▶ MATERIAL FOR THIS TASK:
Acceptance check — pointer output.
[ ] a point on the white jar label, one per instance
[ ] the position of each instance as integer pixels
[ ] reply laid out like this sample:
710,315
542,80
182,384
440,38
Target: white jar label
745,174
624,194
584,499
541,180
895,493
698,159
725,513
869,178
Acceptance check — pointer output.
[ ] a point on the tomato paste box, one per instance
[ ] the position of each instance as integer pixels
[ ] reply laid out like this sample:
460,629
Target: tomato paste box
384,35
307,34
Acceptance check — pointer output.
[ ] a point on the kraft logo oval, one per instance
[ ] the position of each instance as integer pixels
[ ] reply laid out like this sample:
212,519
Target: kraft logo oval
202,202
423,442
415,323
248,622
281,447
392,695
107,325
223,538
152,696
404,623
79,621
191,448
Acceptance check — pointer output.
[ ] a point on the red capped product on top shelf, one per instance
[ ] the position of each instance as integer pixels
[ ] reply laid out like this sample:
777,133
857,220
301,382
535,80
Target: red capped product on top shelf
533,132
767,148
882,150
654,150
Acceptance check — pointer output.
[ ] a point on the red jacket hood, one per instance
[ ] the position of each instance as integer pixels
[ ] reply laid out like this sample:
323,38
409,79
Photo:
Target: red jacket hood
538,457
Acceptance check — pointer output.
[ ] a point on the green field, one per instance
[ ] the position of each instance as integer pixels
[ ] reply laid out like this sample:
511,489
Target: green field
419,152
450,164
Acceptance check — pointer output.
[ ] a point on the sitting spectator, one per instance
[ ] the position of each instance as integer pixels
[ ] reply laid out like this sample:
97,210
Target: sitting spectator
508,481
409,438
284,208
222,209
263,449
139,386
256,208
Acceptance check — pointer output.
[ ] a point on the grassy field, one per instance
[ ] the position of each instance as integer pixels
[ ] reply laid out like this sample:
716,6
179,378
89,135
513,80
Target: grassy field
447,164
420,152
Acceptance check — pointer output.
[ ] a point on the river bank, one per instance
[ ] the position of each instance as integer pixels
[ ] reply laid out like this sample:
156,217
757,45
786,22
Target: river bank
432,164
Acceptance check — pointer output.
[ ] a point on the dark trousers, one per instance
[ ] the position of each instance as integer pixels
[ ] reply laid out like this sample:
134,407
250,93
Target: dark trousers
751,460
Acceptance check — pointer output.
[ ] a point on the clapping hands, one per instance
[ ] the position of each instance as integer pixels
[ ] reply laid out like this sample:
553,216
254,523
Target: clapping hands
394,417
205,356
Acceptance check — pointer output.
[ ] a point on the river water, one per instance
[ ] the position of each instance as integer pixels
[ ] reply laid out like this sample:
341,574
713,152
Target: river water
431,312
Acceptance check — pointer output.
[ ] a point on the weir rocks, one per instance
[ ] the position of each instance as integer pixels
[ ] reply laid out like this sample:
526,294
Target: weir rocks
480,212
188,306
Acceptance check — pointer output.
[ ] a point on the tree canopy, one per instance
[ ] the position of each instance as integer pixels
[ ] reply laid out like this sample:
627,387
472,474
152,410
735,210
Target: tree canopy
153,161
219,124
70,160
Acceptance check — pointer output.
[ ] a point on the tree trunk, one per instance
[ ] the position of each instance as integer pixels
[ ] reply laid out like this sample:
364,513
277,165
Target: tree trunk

▶ WHAT IS REQUIRED:
Your task is to reproduce the whole listing exactly.

▶ WRITTEN RESPONSE:
Acceptance check — pointer output.
[ ] a point on the white jar label, one per instance
[ ] the position of each instance as integer pixels
[ ] reply laid out like this sample:
710,315
542,80
182,384
440,38
Target: white jar label
745,174
624,194
584,499
541,180
895,493
698,159
725,513
869,178
Acceptance check — pointer output.
[ ] a point on the tomato paste box, one per instance
[ ] the position of each instance as integer pixels
[ ] reply laid out like this sample:
460,629
Target: tomato paste box
384,35
307,34
Acceptance check — pointer output.
[ ] a point on the kraft logo oval, one per instance
[ ] the position of each instance as integer pixels
[ ] reply laid out like this sample:
212,519
Target: kraft logo oval
202,202
423,442
415,323
248,622
281,447
392,695
107,325
223,538
152,696
404,623
79,621
191,448
Acceptance check — pointer output.
[ ] a point on the red capped product on top shelf, one per instance
[ ] the position of each instance as integer pixels
[ ] reply laid out like this sample:
777,133
857,220
301,382
535,80
Target: red capped product on top shelf
533,132
767,148
882,150
654,150
Acceptance check — pointer output.
[ ] a point on the red jacket hood, one per instance
[ ] the position of each instance as integer pixels
[ ] reply laid out like this sample:
323,38
409,79
Photo:
Target: red jacket hood
538,457
Acceptance check — pointer output.
[ ] a point on the green field, one per instance
[ ] the position of each instance as integer pixels
[ ] reply laid out like this sample:
511,489
Target: green field
419,152
450,164
Acceptance check — pointer output.
[ ] a point on the sitting spectator, one per instance
[ ] the position of each instance as integer pixels
[ ] reply laid out like this sample:
97,210
Target: sitting spectator
508,481
409,438
284,208
222,209
263,449
139,386
256,208
Acceptance check — pointer output.
[ ] a point on the grassy field, one per instance
[ ] the position of each instance as integer pixels
[ ] reply laid out like this sample:
716,6
179,378
89,135
513,80
Target: grassy field
447,164
420,152
Acceptance check — pointer output.
[ ] a point on the river bank, one per instance
[ ] the position of each instance as integer pixels
[ ] reply laid out like this sample:
156,217
757,45
786,22
Target: river bank
432,164
Acceptance check — pointer output.
[ ] a point on the dark trousers, one per instance
[ ] the position of each instance as integer pixels
[ ] reply laid out like this sample:
134,407
250,93
Target: dark trousers
751,460
Acceptance check — pointer output.
[ ] a point on the clapping hands, one per instance
[ ] the position of each instance as integer pixels
[ ] reply laid out like this sample:
553,216
254,523
Target: clapping hands
394,417
205,356
Acceptance check — pointer output.
[ ] a point on the river water, one per instance
[ ] the position of each instance as integer pixels
[ ] reply laid out like this sample:
341,574
713,152
Target: river water
431,312
Acceptance check — pointer output.
[ ] a point on the weir rocks, one per instance
[ ] the position of each instance as integer pixels
[ ] reply laid out like this sample:
526,294
Target: weir rocks
480,212
188,306
Acceptance check — pointer output.
[ ] a point on the tree canopy, one per instance
[ ] the position of each instance as integer pixels
[ ] reply laid out like this sample:
627,387
472,474
152,410
735,210
Target: tree canopy
153,161
219,124
70,160
Acceptance check — pointer output.
[ ] a point on the tree trunk, one per instance
[ ] the position of each instance as integer pixels
[ ] reply laid out like this sample:
364,513
277,165
Target: tree trunk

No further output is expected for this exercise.